Coordinate labeling data
# # # # # # #
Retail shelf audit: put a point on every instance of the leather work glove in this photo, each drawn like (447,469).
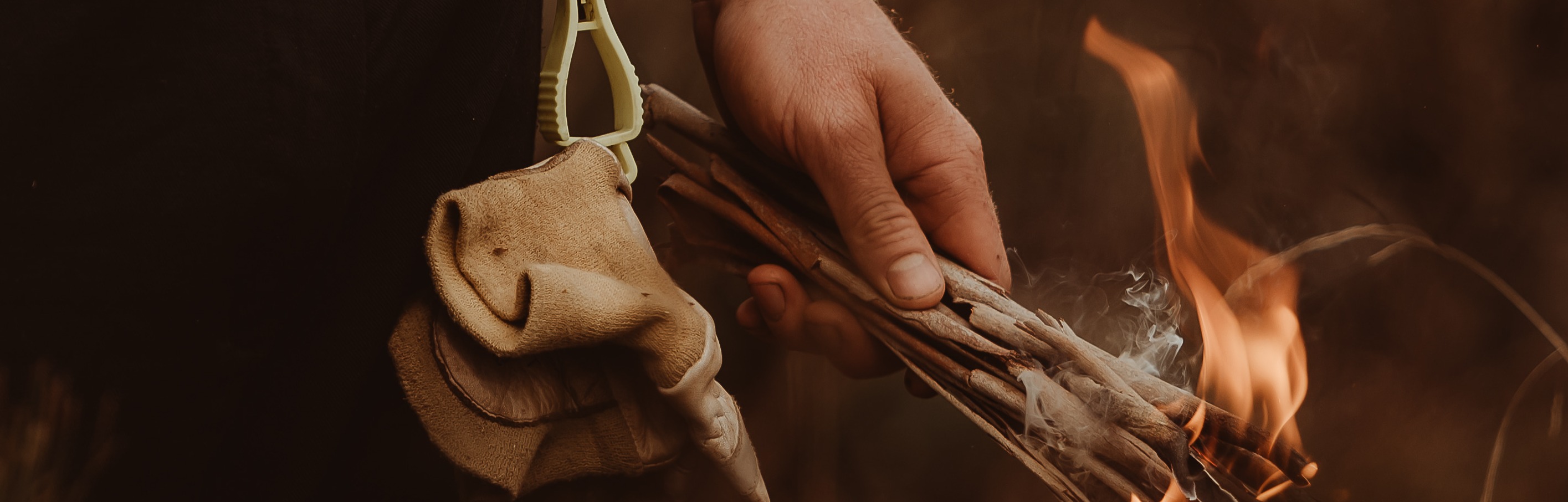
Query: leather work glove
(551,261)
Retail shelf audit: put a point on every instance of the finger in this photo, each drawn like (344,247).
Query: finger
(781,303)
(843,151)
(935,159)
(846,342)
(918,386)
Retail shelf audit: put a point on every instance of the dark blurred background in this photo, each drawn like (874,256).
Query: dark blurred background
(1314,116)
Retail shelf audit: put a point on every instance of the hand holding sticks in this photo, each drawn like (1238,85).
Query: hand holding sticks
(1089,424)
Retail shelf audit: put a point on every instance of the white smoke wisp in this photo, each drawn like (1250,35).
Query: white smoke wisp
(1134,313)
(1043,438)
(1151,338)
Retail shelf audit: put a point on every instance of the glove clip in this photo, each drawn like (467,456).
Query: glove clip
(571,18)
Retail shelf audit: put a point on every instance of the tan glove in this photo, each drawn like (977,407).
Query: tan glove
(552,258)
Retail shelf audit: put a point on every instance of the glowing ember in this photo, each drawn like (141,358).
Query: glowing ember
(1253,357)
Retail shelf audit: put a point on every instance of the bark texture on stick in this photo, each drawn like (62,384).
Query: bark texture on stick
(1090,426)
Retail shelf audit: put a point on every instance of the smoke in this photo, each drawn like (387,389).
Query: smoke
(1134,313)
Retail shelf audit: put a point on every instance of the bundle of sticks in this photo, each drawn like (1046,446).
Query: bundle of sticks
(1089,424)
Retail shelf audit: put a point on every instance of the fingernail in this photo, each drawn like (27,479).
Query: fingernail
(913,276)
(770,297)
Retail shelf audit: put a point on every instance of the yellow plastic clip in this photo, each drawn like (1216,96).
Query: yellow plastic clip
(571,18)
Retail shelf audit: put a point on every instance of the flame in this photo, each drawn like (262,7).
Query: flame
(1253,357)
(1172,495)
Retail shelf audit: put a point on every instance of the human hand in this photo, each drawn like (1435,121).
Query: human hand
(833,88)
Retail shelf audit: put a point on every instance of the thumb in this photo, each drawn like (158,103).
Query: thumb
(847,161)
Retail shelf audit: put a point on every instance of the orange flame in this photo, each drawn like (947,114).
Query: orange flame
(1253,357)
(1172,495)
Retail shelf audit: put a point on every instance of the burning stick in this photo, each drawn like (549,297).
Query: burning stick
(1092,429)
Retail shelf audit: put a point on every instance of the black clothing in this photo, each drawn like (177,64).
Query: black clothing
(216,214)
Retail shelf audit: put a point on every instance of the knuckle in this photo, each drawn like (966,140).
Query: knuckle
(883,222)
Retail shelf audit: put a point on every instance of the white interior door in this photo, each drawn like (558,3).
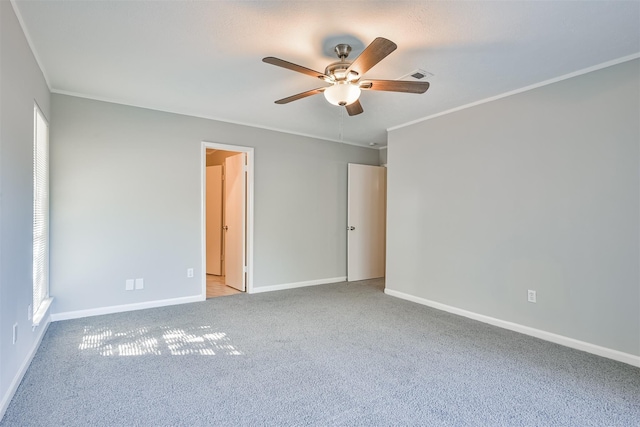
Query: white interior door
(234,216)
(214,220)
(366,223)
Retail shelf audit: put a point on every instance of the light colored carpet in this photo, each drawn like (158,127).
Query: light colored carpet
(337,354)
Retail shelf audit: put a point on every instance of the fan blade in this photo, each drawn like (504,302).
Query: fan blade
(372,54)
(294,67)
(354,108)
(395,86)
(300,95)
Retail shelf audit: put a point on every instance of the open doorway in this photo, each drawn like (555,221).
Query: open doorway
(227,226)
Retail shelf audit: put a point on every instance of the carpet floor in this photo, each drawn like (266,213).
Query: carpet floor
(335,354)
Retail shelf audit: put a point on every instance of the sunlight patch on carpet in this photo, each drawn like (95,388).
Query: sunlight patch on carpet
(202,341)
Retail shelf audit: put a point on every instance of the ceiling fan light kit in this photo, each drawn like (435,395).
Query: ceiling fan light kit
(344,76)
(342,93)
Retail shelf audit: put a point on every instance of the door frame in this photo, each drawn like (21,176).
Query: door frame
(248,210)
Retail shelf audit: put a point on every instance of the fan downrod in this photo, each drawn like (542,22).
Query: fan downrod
# # # # # # #
*Task prompt*:
Scale the listing from the line with "drawn like (504,302)." through the end of the listing, rewriting every line in that span and multiplying each answer coordinate by 0.45, rounded to whole numbers with halves rounded up. Leave all other numbers unchanged, including the sample coordinates that follow "drawn like".

*The output*:
Retail shelf audit: put a point on every instance of the fan blade in this photo, each drawn like (504,302).
Query: fan blade
(167,24)
(132,30)
(159,49)
(178,39)
(135,43)
Retail shelf audit: put a point on every instance of the open doorway in this photo, each drawn like (555,221).
Query: open doorway
(102,102)
Retail shelf audit: put a point on every instance of the carpet floor in this photo, each drawn like (266,213).
Query: carpet floor
(151,159)
Retail shelf audit: put a point on every instance of the sunlight patch on carpet in this photo, each drawn like (95,388).
Query: sunlight patch on carpet
(91,153)
Retail shelf audit: put a point on every instance of the ceiling fan light kit in this photo, each drawn like (435,395).
Query: ceiling fan light kit
(155,34)
(154,42)
Retail shelf audit: put a point on every instance of the door frame in this photo, each drawn like (21,176).
Query: door frame
(112,95)
Retail shelf audit: put a point on every instance of the fan downrod in this photo, each drawn like (542,22).
Query: fan downrod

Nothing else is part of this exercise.